> On May 9, 2015, 5:57 a.m., Aman Sinha wrote:
> > exec/java-exec/src/main/java/org/apache/drill/exec/planner/cost/DrillRelMdDistinctRowCount.java,
> >  line 53
> > <https://reviews.apache.org/r/34006/diff/2/?file=954198#file954198line53>
> >
> >     It is not clear why Scan should have a 'distinct' row count of 10% ?  
> > What does 'distinct' row count mean for scan ? (since we are not 
> > considering filter push-down or partition pruning here).
> 
> Jinfeng Ni wrote:
>     The distinct row count is for one set of column. It's more like column 
> cardinality.  For instance, GB c1, c2, c3. The ImmutableBitSet groupKey 
> indicates the column set. However, since Drill does not have any column 
> cardinality, we simply use row count to estimate.
>     
>     As a matter of fact, the current VolcanoPlanner uses the default 
> RelMetadaProvider, which will return 10% of row count for AggregateRel. In 
> this sense, this DistinctRowCount MetadataProvider is using the same way for 
> estimation.

Returning 10% as the distinct row count for AggregateRel seems reasonable since 
it is doing group-by.  I suppose for ScanRel it will be called for individual 
columns, not a set of columns... in other words if I want the NDV(c1), NDV(c2), 
NDV(c3), I will call this method 3 times with different columns in the groupKey.


> On May 9, 2015, 5:57 a.m., Aman Sinha wrote:
> > exec/java-exec/src/main/java/org/apache/drill/exec/planner/sql/handlers/DefaultSqlHandler.java,
> >  line 529
> > <https://reviews.apache.org/r/34006/diff/2/?file=954207#file954207line529>
> >
> >     Is the criteria for using Lopt optimizer (in terms of number of tables 
> > above a certain threshold) applied internally ? We should have a Drill 
> > specific setting for it beyond just a true/false setting.
> 
> Jinfeng Ni wrote:
>     I think it probably makes sense to avoid LOPT planner for single table 
> query. For any query with JOIN, since the current planer does not enable 
> SwapJoin rule in the logical planning phase, it may not find the optimal 
> plan, and rely on a post-planing method to swap join based on rowcount. In 
> that sense, I feel LOPT planner might be a better choice even for 2 or 3 
> tables join.
>     
>     For single table query, since there is no join, it seems no difference 
> between LOPT / the current planner. That's why I did not add a threashold.

Task requirements » List every column name that the code review thread uses in its examples. The rows that come next have nothing to do with the code review thread above.

Supplied information »

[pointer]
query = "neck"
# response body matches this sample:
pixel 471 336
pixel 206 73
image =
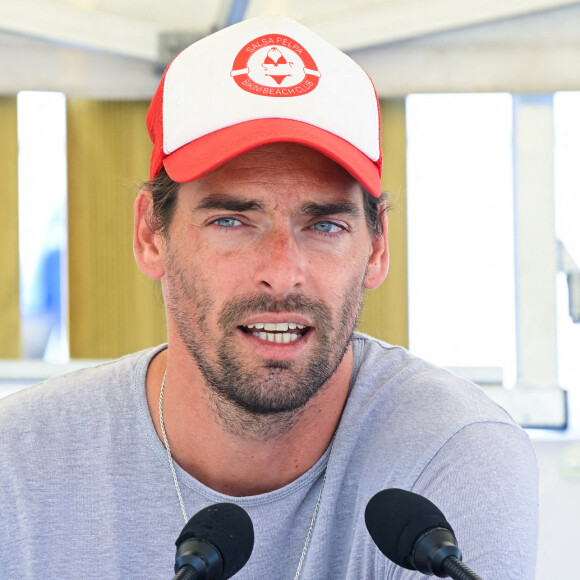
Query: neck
pixel 235 453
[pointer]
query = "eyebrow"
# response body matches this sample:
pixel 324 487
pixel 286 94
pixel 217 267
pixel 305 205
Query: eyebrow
pixel 228 203
pixel 333 208
pixel 224 202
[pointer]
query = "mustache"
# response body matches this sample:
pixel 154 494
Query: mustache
pixel 242 306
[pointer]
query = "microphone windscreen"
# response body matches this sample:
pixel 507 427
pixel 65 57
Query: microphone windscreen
pixel 229 528
pixel 396 519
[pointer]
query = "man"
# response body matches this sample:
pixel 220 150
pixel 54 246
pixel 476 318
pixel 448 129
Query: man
pixel 265 223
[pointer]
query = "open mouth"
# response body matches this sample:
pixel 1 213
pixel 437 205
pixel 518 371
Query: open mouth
pixel 278 332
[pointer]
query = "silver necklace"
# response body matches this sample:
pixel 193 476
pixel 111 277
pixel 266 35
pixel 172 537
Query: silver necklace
pixel 180 497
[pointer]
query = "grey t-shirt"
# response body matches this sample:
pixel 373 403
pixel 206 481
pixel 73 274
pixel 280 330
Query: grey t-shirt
pixel 86 490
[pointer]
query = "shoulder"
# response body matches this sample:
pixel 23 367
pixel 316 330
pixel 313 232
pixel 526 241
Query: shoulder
pixel 409 412
pixel 400 380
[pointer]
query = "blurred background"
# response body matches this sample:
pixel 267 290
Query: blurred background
pixel 480 104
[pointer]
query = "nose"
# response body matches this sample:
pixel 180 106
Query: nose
pixel 280 266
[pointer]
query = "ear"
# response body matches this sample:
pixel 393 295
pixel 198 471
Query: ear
pixel 147 245
pixel 378 264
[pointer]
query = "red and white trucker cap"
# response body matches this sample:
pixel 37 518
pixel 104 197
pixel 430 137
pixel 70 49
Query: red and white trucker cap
pixel 264 80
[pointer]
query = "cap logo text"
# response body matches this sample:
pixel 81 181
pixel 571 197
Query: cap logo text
pixel 274 65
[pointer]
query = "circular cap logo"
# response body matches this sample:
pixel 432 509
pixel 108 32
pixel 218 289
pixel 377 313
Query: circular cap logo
pixel 274 65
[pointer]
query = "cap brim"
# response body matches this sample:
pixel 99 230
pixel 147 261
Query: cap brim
pixel 210 151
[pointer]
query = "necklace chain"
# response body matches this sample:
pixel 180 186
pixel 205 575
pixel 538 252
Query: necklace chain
pixel 180 497
pixel 175 481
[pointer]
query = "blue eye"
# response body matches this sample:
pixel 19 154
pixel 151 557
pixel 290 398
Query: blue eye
pixel 227 222
pixel 327 227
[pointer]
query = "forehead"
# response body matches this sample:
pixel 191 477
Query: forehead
pixel 281 170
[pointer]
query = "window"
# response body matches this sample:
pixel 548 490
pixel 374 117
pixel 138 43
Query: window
pixel 466 258
pixel 42 224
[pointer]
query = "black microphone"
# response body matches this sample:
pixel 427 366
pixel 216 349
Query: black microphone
pixel 413 533
pixel 215 543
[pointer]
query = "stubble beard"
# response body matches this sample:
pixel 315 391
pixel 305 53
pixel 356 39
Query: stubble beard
pixel 267 399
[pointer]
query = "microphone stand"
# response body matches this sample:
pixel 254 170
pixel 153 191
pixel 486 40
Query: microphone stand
pixel 457 570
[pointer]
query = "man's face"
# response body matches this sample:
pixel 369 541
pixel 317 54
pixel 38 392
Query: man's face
pixel 265 265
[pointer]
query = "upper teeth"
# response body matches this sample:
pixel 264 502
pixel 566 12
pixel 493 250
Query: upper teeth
pixel 280 326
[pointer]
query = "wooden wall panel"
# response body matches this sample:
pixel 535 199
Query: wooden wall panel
pixel 386 310
pixel 113 308
pixel 9 270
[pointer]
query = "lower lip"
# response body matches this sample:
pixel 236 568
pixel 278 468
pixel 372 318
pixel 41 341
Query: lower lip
pixel 276 350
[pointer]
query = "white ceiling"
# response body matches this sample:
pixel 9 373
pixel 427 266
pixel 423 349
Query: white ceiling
pixel 114 48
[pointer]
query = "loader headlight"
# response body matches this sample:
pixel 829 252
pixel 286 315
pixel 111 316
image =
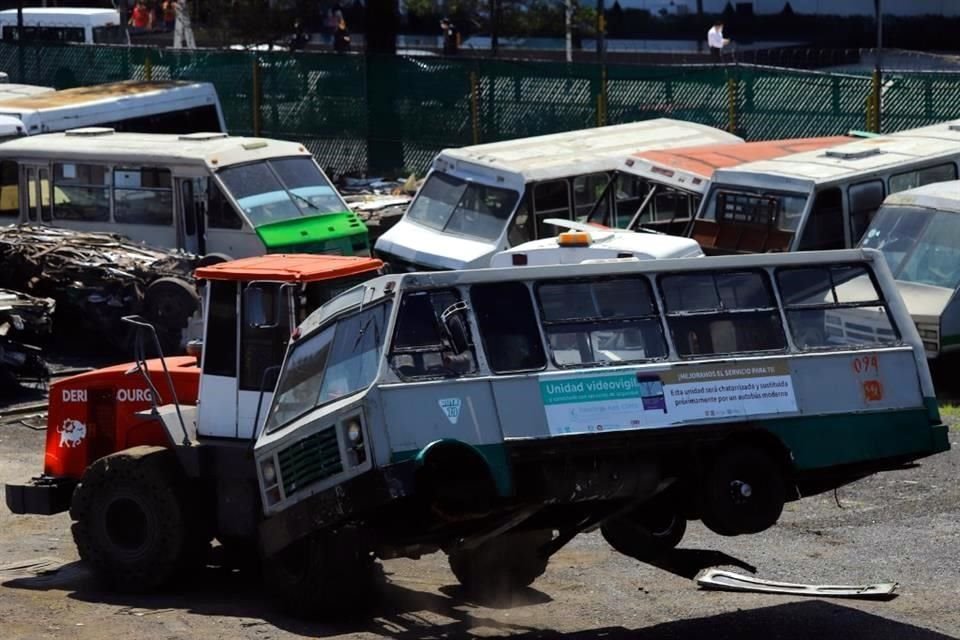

Reply » c1, c2, c3